Cool, thx – looks good from my POV.

Since you now sent this patch as a single one, what would be the
preferred merge plan for this? Your XE-Series doesn't depend on this
IIUC, so should we take this patch here separately into drm-misc-next?


Regards,
P.
Matthew Brost Oct. 24, 2024, 3:47 p.m. UTC | #4
On Thu, Oct 24, 2024 at 05:35:47PM +0200, Philipp Stanner wrote:
> On Wed, 2024-10-23 at 16:59 -0700, Matthew Brost wrote:
> > drm_gpu_scheduler.submit_wq is used to submit jobs, jobs are in the
> > path
> > of dma-fences, and dma-fences are in the path of reclaim. Mark
> > scheduler
> > work queue with WQ_MEM_RECLAIM to ensure forward progress during
> > reclaim; without WQ_MEM_RECLAIM, work queues cannot make forward
> > progress during reclaim.
> > 
> > v2:
> >  - Fixes tags (Philipp)
> >  - Reword commit message (Philipp)

> [REQUESTS]
a. In the patch thread, which flag is the scheduler work queue marked with to ensure forward progress during reclaim?
b. List every clock time given in the patch thread.
c. Repeat the part of the patch thread starting with "Matthew Brost Oct." and going on through "progress during reclaim.".

[Photo labels with bounding boxes]

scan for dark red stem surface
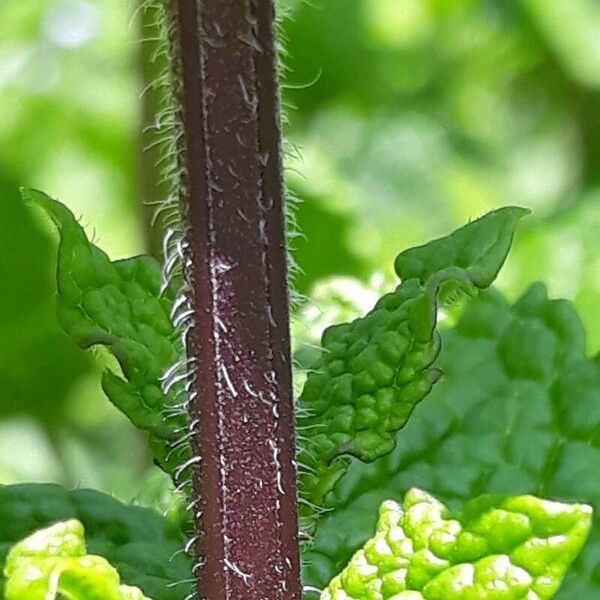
[173,0,300,600]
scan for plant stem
[168,0,300,600]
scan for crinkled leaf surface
[305,284,600,600]
[23,190,188,473]
[321,489,592,600]
[4,519,151,600]
[0,484,191,600]
[298,207,527,523]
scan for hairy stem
[169,0,300,600]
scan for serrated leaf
[321,489,592,600]
[23,190,188,480]
[4,519,151,600]
[394,206,529,289]
[304,284,600,600]
[0,484,192,600]
[298,208,527,526]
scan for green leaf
[298,208,527,527]
[23,190,189,473]
[394,206,530,289]
[321,489,592,600]
[0,484,192,600]
[4,519,151,600]
[304,284,600,600]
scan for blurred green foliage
[0,0,600,500]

> [ANSWERS TO THE EXERCISES]
a. WQ_MEM_RECLAIM

b.
3:47 p.m. UTC
05:35:47PM +0200
16:59 -0700

c.
Matthew Brost Oct. 24, 2024, 3:47 p.m. UTC | #4
On Thu, Oct 24, 2024 at 05:35:47PM +0200, Philipp Stanner wrote:
> On Wed, 2024-10-23 at 16:59 -0700, Matthew Brost wrote:
> > drm_gpu_scheduler.submit_wq is used to submit jobs, jobs are in the
> > path
> > of dma-fences, and dma-fences are in the path of reclaim. Mark
> > scheduler
> > work queue with WQ_MEM_RECLAIM to ensure forward progress during
> > reclaim; without WQ_MEM_RECLAIM, work queues cannot make forward
> > progress during reclaim.